A run of records:
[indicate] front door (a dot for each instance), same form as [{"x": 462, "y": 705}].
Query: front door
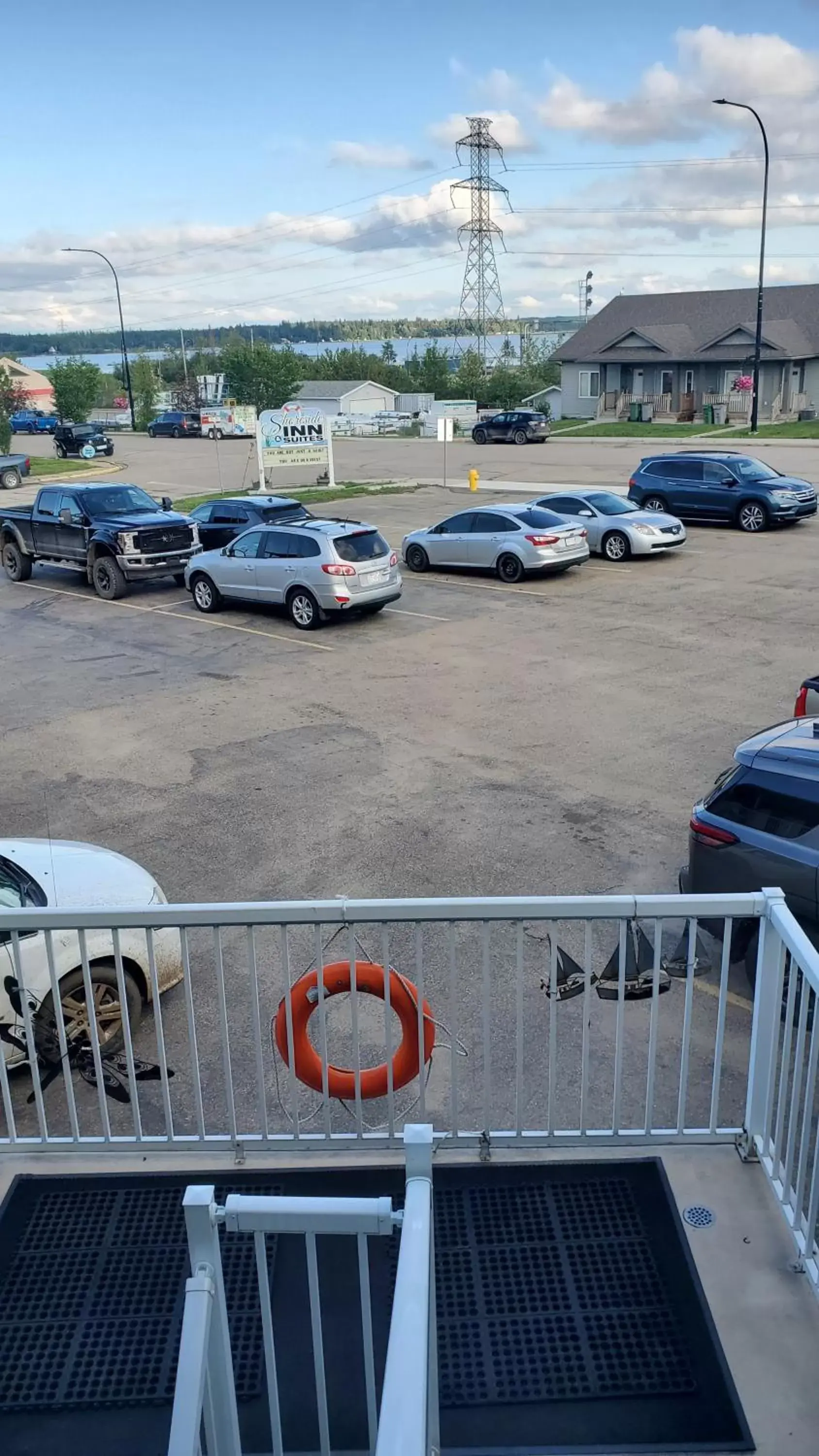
[
  {"x": 236, "y": 574},
  {"x": 448, "y": 544}
]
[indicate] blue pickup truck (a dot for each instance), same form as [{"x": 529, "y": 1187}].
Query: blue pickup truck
[{"x": 34, "y": 423}]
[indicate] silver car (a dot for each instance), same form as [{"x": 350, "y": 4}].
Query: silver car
[
  {"x": 315, "y": 570},
  {"x": 508, "y": 539},
  {"x": 617, "y": 528}
]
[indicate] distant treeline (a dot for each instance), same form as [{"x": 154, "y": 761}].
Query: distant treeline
[{"x": 313, "y": 331}]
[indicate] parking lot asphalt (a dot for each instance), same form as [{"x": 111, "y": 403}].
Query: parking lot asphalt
[
  {"x": 182, "y": 468},
  {"x": 475, "y": 739}
]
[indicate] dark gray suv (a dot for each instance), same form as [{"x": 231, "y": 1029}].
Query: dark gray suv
[{"x": 760, "y": 826}]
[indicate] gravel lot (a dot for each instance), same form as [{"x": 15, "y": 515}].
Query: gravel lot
[{"x": 477, "y": 740}]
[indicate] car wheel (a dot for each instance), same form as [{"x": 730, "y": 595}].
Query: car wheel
[
  {"x": 753, "y": 516},
  {"x": 16, "y": 565},
  {"x": 108, "y": 580},
  {"x": 303, "y": 609},
  {"x": 108, "y": 1009},
  {"x": 206, "y": 596},
  {"x": 509, "y": 568},
  {"x": 416, "y": 558},
  {"x": 616, "y": 546}
]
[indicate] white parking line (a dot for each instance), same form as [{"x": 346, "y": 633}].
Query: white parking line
[
  {"x": 402, "y": 612},
  {"x": 184, "y": 616}
]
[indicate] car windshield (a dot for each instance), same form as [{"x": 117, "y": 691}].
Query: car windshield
[
  {"x": 361, "y": 546},
  {"x": 751, "y": 469},
  {"x": 608, "y": 504},
  {"x": 121, "y": 500}
]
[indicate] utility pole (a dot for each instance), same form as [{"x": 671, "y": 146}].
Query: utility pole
[{"x": 482, "y": 306}]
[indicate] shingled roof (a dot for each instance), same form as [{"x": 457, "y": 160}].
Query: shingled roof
[{"x": 687, "y": 327}]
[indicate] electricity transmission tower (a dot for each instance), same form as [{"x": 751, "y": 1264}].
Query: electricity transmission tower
[{"x": 482, "y": 305}]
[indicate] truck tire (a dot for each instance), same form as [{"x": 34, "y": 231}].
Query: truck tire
[
  {"x": 108, "y": 580},
  {"x": 15, "y": 564}
]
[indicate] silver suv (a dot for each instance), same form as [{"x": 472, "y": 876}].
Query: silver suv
[{"x": 313, "y": 570}]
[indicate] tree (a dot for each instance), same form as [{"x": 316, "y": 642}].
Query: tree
[
  {"x": 12, "y": 398},
  {"x": 145, "y": 388},
  {"x": 76, "y": 385},
  {"x": 262, "y": 376}
]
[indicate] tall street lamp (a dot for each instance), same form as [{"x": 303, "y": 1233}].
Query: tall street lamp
[
  {"x": 126, "y": 369},
  {"x": 722, "y": 101}
]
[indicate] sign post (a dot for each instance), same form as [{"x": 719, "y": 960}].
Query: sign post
[{"x": 444, "y": 436}]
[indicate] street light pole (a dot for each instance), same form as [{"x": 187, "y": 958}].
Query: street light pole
[
  {"x": 126, "y": 369},
  {"x": 722, "y": 101}
]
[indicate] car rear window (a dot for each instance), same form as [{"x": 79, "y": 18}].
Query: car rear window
[
  {"x": 539, "y": 517},
  {"x": 361, "y": 546},
  {"x": 761, "y": 801}
]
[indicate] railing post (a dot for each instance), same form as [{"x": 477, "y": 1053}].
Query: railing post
[
  {"x": 766, "y": 1028},
  {"x": 204, "y": 1245}
]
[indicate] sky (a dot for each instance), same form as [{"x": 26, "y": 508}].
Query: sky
[{"x": 251, "y": 162}]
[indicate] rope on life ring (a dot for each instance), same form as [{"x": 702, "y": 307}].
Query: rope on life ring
[{"x": 341, "y": 1081}]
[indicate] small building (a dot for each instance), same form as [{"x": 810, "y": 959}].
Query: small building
[
  {"x": 345, "y": 397},
  {"x": 37, "y": 388},
  {"x": 681, "y": 353},
  {"x": 552, "y": 397}
]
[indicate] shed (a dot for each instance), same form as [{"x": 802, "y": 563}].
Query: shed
[{"x": 345, "y": 397}]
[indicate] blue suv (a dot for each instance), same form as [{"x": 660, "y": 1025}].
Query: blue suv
[{"x": 716, "y": 485}]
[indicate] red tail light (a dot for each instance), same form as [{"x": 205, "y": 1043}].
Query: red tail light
[{"x": 710, "y": 833}]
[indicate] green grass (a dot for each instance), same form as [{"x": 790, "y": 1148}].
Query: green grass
[
  {"x": 44, "y": 465},
  {"x": 792, "y": 430},
  {"x": 627, "y": 427},
  {"x": 311, "y": 496}
]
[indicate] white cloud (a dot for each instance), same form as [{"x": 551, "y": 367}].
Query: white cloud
[
  {"x": 507, "y": 129},
  {"x": 367, "y": 155}
]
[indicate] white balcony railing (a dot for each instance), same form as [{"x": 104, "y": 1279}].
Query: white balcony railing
[{"x": 578, "y": 1021}]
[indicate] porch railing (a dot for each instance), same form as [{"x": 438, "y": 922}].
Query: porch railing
[{"x": 407, "y": 1423}]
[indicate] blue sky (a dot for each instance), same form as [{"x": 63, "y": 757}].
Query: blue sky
[{"x": 245, "y": 164}]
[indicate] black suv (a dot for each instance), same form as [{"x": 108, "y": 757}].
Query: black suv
[
  {"x": 523, "y": 427},
  {"x": 177, "y": 423},
  {"x": 220, "y": 522},
  {"x": 82, "y": 440}
]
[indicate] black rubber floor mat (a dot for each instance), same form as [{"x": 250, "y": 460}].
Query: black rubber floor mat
[{"x": 91, "y": 1305}]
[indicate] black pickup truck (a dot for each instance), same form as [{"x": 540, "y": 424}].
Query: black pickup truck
[{"x": 114, "y": 533}]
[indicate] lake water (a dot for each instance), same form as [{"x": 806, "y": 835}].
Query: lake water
[{"x": 404, "y": 350}]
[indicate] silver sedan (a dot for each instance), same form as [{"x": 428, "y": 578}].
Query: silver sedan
[
  {"x": 617, "y": 529},
  {"x": 508, "y": 539}
]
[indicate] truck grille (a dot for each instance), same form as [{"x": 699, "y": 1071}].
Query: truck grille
[{"x": 168, "y": 538}]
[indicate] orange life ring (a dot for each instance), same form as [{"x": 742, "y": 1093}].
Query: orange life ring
[{"x": 341, "y": 1081}]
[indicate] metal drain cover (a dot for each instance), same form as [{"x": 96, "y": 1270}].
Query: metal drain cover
[{"x": 699, "y": 1216}]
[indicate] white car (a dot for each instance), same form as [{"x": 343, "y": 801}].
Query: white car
[{"x": 66, "y": 874}]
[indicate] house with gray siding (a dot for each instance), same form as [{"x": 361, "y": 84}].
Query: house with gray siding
[{"x": 678, "y": 353}]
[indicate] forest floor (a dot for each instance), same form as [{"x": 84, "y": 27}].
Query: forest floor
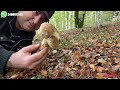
[{"x": 85, "y": 53}]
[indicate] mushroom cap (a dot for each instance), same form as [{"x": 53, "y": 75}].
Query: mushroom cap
[
  {"x": 47, "y": 29},
  {"x": 53, "y": 42}
]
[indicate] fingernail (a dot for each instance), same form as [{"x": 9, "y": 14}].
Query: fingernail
[{"x": 37, "y": 44}]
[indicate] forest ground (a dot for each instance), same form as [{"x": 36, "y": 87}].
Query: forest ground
[{"x": 85, "y": 53}]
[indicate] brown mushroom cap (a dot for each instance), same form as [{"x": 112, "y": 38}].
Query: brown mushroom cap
[
  {"x": 47, "y": 29},
  {"x": 50, "y": 35}
]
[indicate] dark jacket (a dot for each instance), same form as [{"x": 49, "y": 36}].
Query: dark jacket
[{"x": 11, "y": 40}]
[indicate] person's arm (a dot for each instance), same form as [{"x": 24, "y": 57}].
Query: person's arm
[
  {"x": 4, "y": 56},
  {"x": 22, "y": 58}
]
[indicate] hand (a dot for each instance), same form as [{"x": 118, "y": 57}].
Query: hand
[{"x": 24, "y": 59}]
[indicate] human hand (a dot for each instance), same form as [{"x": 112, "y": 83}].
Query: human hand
[{"x": 24, "y": 59}]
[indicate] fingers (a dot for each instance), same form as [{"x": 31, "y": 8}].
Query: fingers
[
  {"x": 39, "y": 55},
  {"x": 31, "y": 48}
]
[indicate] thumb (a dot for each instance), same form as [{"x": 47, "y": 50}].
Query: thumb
[{"x": 31, "y": 48}]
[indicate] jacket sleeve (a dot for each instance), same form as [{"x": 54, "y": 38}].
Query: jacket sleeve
[{"x": 4, "y": 57}]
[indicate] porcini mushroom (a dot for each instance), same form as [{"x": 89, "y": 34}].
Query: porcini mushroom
[{"x": 49, "y": 35}]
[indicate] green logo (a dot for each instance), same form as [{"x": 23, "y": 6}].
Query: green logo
[{"x": 3, "y": 14}]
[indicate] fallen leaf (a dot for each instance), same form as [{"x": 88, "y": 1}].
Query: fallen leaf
[{"x": 44, "y": 72}]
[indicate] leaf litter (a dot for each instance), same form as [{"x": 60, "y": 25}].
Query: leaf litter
[{"x": 86, "y": 53}]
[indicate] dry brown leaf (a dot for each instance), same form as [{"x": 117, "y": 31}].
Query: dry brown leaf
[
  {"x": 100, "y": 75},
  {"x": 44, "y": 72},
  {"x": 57, "y": 73},
  {"x": 99, "y": 69}
]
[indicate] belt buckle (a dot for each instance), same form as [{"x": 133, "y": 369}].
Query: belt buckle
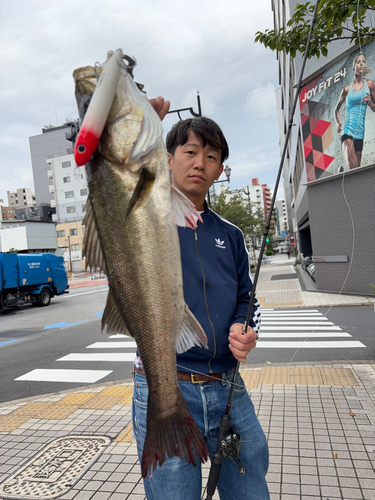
[{"x": 193, "y": 381}]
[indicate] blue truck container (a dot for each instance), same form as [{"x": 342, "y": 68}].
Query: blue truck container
[{"x": 34, "y": 278}]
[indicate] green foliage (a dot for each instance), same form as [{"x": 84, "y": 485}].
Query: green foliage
[
  {"x": 335, "y": 20},
  {"x": 241, "y": 213}
]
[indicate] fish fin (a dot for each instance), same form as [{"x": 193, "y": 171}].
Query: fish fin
[
  {"x": 112, "y": 317},
  {"x": 191, "y": 333},
  {"x": 173, "y": 435},
  {"x": 183, "y": 210},
  {"x": 152, "y": 129},
  {"x": 92, "y": 249},
  {"x": 142, "y": 190}
]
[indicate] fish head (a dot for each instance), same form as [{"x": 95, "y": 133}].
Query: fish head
[{"x": 133, "y": 130}]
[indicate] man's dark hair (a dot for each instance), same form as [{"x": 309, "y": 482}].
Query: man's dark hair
[{"x": 206, "y": 129}]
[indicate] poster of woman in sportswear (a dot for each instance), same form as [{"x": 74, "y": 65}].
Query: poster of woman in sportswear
[
  {"x": 338, "y": 130},
  {"x": 358, "y": 96}
]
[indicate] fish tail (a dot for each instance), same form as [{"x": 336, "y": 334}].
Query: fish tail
[{"x": 174, "y": 435}]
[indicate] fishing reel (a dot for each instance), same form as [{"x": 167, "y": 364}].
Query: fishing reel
[{"x": 230, "y": 446}]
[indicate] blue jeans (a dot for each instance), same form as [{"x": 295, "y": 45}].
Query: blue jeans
[{"x": 179, "y": 480}]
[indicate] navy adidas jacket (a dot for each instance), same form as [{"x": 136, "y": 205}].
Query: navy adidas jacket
[{"x": 217, "y": 288}]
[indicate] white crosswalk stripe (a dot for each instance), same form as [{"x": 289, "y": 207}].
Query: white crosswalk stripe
[
  {"x": 82, "y": 374},
  {"x": 305, "y": 324},
  {"x": 292, "y": 329}
]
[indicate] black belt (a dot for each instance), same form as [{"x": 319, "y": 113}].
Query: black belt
[{"x": 194, "y": 378}]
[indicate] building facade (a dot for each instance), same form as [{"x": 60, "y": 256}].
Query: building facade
[
  {"x": 328, "y": 202},
  {"x": 52, "y": 140},
  {"x": 21, "y": 198}
]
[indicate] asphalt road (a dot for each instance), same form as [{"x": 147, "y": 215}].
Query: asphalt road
[{"x": 60, "y": 347}]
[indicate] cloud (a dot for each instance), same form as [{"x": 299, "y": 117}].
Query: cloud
[
  {"x": 261, "y": 101},
  {"x": 181, "y": 48}
]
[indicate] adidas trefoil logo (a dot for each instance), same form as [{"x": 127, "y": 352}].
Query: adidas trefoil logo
[{"x": 219, "y": 243}]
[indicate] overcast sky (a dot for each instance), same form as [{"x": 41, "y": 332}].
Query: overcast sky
[{"x": 181, "y": 47}]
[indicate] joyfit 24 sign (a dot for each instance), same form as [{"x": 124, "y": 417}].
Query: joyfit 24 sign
[{"x": 338, "y": 116}]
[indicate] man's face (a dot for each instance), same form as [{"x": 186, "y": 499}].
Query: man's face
[
  {"x": 194, "y": 168},
  {"x": 360, "y": 65}
]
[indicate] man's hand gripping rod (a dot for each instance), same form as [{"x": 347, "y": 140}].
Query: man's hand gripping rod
[{"x": 225, "y": 434}]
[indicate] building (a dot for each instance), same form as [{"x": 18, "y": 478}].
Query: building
[
  {"x": 330, "y": 205},
  {"x": 42, "y": 212},
  {"x": 59, "y": 182},
  {"x": 68, "y": 187},
  {"x": 70, "y": 242},
  {"x": 52, "y": 140},
  {"x": 282, "y": 226},
  {"x": 28, "y": 236},
  {"x": 21, "y": 198},
  {"x": 8, "y": 213}
]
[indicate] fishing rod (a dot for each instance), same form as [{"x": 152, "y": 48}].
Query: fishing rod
[{"x": 229, "y": 442}]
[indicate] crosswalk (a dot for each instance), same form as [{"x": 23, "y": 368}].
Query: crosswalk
[
  {"x": 83, "y": 375},
  {"x": 282, "y": 326},
  {"x": 286, "y": 329}
]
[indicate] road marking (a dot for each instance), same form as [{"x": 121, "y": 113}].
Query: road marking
[
  {"x": 309, "y": 323},
  {"x": 110, "y": 357},
  {"x": 275, "y": 335},
  {"x": 68, "y": 296},
  {"x": 112, "y": 345},
  {"x": 310, "y": 345},
  {"x": 290, "y": 328},
  {"x": 316, "y": 318},
  {"x": 9, "y": 341},
  {"x": 289, "y": 311},
  {"x": 81, "y": 376},
  {"x": 62, "y": 324}
]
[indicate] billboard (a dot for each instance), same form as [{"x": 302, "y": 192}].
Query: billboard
[{"x": 338, "y": 116}]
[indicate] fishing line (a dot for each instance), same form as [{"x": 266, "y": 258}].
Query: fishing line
[{"x": 347, "y": 204}]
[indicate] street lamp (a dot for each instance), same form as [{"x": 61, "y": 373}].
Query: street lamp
[
  {"x": 70, "y": 256},
  {"x": 227, "y": 172}
]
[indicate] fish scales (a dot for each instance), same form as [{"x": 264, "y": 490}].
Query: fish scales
[{"x": 131, "y": 234}]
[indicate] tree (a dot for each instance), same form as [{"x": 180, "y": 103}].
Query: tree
[
  {"x": 335, "y": 20},
  {"x": 250, "y": 219}
]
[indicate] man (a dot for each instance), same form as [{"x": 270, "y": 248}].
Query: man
[{"x": 216, "y": 288}]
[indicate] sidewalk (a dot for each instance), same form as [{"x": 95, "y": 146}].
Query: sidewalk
[{"x": 319, "y": 420}]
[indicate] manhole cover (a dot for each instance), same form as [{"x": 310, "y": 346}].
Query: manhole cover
[
  {"x": 292, "y": 276},
  {"x": 56, "y": 469}
]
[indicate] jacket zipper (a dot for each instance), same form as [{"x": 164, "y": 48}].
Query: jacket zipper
[{"x": 205, "y": 298}]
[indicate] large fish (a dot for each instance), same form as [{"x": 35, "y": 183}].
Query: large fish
[{"x": 131, "y": 234}]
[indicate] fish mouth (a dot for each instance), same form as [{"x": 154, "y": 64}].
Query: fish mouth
[{"x": 198, "y": 178}]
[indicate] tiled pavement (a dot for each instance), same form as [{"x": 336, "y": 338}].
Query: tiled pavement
[{"x": 319, "y": 421}]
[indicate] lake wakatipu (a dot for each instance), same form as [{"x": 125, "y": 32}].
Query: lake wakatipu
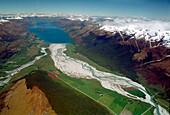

* **Your goal**
Pull out the lines of the records word for word, starting at the line that contains "[indicate] large fish" and continuing through the end of the records. Leave the pictures out of your answer.

* **Correct response**
[indicate] large fish (a dot for each instance), same form as [{"x": 35, "y": 183}].
Query: large fish
[{"x": 131, "y": 234}]
[indicate] fish mouth (a dot for each instance), same form as [{"x": 154, "y": 64}].
Query: fish mouth
[{"x": 198, "y": 178}]
[indicate] tiled pavement (a dot for each instance), same form as [{"x": 336, "y": 338}].
Query: tiled pavement
[{"x": 319, "y": 421}]
[indicate] lake wakatipu (a dot for each instance), same form as [{"x": 125, "y": 32}].
Query: lake wakatipu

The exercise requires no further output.